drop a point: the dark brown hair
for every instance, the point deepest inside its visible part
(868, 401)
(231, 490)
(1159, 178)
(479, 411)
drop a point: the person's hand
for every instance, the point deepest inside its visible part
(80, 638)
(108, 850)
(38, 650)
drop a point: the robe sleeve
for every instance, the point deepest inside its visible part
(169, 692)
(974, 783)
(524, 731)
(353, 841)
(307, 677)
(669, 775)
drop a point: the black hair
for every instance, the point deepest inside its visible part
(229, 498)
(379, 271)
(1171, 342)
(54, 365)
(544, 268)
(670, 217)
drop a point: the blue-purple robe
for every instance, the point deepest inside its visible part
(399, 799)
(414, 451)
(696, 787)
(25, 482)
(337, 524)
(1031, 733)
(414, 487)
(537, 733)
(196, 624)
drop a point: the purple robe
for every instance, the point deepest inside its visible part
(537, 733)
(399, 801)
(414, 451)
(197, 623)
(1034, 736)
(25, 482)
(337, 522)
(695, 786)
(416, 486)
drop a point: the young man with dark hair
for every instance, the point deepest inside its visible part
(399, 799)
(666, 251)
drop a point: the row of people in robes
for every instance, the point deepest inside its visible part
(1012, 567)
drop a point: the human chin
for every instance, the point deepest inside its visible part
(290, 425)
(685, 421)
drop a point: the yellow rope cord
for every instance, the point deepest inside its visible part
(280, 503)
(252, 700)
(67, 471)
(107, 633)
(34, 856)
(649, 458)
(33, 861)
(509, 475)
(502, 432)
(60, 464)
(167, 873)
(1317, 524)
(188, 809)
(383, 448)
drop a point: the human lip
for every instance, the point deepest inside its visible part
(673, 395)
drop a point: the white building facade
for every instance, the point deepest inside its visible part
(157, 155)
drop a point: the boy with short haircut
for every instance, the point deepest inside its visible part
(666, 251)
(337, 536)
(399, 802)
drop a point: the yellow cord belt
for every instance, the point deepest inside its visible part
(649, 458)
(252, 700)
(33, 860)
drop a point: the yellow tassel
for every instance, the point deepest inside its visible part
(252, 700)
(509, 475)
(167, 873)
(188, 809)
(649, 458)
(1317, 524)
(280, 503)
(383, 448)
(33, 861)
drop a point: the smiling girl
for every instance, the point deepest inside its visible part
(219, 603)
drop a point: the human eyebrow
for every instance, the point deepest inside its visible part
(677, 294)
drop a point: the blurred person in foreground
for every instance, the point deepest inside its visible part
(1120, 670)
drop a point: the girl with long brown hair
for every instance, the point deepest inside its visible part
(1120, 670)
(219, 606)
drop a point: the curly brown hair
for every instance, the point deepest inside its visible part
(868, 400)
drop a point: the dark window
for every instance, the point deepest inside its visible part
* * *
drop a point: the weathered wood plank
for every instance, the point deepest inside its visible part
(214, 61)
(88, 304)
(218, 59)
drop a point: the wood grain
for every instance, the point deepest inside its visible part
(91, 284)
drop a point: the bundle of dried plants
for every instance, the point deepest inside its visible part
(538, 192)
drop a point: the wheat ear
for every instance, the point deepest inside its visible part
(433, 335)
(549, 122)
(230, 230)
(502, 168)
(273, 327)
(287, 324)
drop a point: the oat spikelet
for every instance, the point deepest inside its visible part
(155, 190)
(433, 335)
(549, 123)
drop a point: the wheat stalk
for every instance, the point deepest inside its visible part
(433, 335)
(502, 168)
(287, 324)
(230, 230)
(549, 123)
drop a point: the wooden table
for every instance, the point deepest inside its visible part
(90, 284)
---
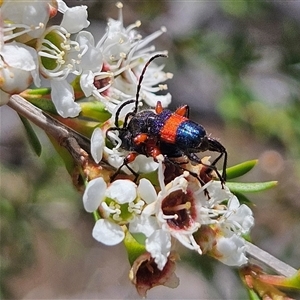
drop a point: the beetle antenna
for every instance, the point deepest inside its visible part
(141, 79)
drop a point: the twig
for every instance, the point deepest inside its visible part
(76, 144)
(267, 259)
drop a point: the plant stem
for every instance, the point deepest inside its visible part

**TASK DESCRIPTION:**
Report how many rows above contain the word "cord". Give only the number.

**SOLUTION:**
2